Exercise details: Every line of the data that contains the string "jeans" must be copied.

Given records:
Start of Block
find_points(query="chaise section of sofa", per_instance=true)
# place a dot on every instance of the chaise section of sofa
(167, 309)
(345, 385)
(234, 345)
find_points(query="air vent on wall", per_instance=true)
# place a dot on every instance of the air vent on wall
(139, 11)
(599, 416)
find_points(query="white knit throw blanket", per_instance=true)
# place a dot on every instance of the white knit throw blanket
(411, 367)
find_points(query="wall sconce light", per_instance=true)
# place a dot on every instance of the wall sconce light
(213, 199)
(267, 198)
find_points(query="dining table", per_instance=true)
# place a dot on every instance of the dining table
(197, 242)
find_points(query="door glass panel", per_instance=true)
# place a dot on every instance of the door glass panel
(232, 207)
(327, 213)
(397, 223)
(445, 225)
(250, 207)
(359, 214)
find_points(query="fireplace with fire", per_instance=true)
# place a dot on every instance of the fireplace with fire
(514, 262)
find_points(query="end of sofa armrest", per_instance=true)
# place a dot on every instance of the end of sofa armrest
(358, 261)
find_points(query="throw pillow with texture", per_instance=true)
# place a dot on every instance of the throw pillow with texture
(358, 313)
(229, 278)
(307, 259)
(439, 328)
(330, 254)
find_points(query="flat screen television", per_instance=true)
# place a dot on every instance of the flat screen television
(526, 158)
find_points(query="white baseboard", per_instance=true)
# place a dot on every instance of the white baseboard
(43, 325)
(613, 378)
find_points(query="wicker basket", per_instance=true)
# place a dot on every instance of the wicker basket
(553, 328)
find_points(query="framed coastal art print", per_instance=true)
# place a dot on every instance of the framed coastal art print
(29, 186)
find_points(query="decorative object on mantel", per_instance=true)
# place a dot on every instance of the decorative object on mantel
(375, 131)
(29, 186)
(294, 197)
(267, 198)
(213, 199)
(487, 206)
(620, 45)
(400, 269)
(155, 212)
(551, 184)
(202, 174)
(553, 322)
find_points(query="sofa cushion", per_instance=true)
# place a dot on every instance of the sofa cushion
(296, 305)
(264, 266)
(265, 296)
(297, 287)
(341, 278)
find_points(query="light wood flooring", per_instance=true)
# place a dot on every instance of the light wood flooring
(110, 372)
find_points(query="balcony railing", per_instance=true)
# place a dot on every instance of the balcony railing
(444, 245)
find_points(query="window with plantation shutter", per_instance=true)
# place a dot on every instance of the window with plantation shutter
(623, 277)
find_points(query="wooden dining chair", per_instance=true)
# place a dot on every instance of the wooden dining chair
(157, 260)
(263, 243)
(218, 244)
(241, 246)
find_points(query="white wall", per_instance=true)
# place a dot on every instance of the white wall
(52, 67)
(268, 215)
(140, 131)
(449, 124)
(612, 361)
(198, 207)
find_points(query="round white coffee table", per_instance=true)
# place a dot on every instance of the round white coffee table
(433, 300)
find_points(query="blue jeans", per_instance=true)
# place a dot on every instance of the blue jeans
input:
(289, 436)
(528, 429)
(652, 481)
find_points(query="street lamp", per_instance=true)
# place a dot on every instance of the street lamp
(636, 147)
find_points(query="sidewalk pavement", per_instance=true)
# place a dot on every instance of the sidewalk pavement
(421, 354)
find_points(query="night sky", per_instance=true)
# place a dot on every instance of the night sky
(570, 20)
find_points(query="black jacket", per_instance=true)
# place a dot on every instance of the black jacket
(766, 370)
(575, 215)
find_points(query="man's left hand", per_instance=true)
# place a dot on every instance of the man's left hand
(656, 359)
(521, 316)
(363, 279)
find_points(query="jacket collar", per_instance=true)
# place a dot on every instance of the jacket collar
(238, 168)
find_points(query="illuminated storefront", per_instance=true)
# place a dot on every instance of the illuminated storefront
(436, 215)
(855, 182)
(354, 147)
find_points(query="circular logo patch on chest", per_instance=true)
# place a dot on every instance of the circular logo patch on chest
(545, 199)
End of Block
Response to this task:
find_points(query="blue jeans", per_instance=true)
# place a dot on every instance of the blue jeans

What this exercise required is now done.